What the exercise asks:
In every one of the lines below, switch "instance" to "occurrence" wherever it occurs and reproduce the lines with nothing else changed. Omit the pictures from your answer.

Items:
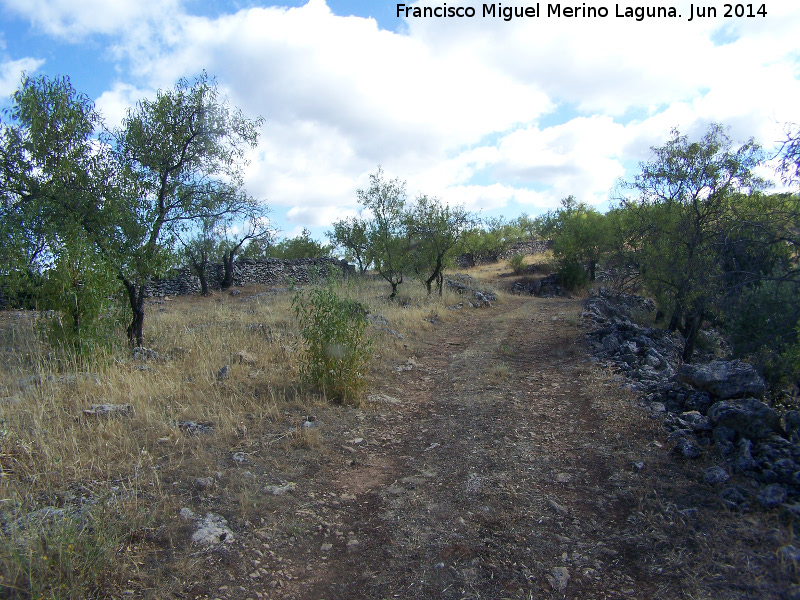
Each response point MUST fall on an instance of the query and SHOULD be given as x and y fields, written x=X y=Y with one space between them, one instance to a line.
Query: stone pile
x=712 y=408
x=270 y=271
x=465 y=285
x=544 y=287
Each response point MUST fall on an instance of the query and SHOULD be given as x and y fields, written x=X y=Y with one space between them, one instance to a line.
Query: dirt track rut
x=505 y=465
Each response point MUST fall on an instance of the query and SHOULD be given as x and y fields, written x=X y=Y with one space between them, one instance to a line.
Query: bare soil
x=501 y=464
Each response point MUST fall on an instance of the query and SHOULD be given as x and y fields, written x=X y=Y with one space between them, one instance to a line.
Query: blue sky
x=501 y=116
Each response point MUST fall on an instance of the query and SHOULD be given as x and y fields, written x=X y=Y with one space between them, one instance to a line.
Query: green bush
x=337 y=349
x=517 y=264
x=571 y=275
x=51 y=554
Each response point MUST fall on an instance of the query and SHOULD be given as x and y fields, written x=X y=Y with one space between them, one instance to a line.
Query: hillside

Result of this task:
Each response point MUST fall on an occurrence of the query and SHOULD be given as x and y fields, written x=X y=Y with one space between them, one occurrence to a line.
Query: stone pile
x=712 y=408
x=270 y=271
x=465 y=285
x=544 y=287
Each response point MUST fall on an occurrence of the query and SHOULD be given as x and y fields, written x=X y=Y with one space between them, one occurrence to a line.
Query: dirt track rut
x=505 y=465
Each response point MUST fall on an occurrence of the query and SHOULD be given as x and y fields, written x=X y=Y with one space between them, one occurrence to a line.
Query: bare soil
x=501 y=464
Each response point MUST fall on an occurrence of the query and SHOULD be given as x and y fields, written x=X y=Y with one space between them, one occurrence to a line.
Query: blue sky
x=501 y=116
Each response point MUST fall on an occurrence of the query and SHOULD be given as x and y fields, written x=X y=Y with one space between them, one occurrence to a line.
Query: green bush
x=337 y=349
x=517 y=264
x=571 y=275
x=51 y=554
Each response point MUST fall on an occurrence of the query and SHOULD be given as x and y fields, written x=X y=Y with one space between them, one occurrence to a line.
Query: hillside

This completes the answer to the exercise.